» **What you will do**
Where the records below have a line with "white", that line is to be copied.

» **Dataset excerpts**
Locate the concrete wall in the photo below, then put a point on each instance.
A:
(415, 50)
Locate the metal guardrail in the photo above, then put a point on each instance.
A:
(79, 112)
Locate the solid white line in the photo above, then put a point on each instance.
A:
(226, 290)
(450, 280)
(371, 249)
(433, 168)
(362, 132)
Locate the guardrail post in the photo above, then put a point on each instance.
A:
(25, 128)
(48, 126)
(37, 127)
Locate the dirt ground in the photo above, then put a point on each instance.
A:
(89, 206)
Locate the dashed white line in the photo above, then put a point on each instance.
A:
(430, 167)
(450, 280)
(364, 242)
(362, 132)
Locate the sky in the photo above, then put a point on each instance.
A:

* * *

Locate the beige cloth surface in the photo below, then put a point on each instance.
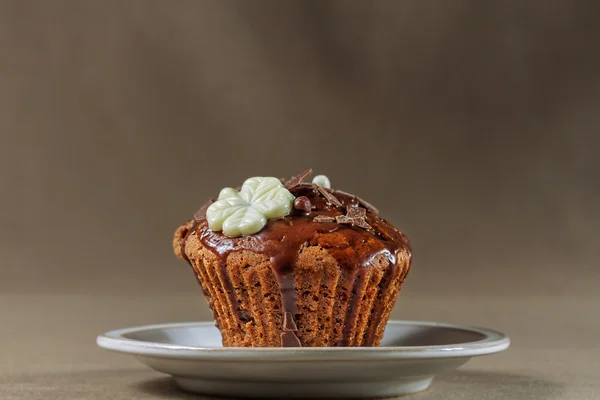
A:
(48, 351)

---

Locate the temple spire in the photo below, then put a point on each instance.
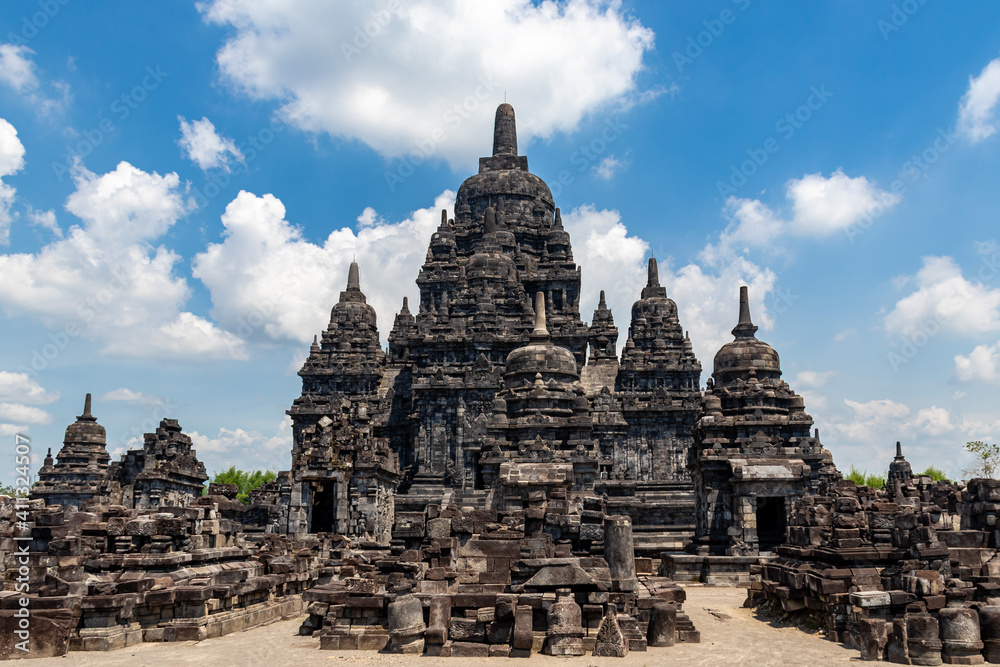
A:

» **Exercise result**
Locate the solid white line in the photo above, then put a point on each instance.
Locate the dashed white line in the photo above, then put a point on each instance.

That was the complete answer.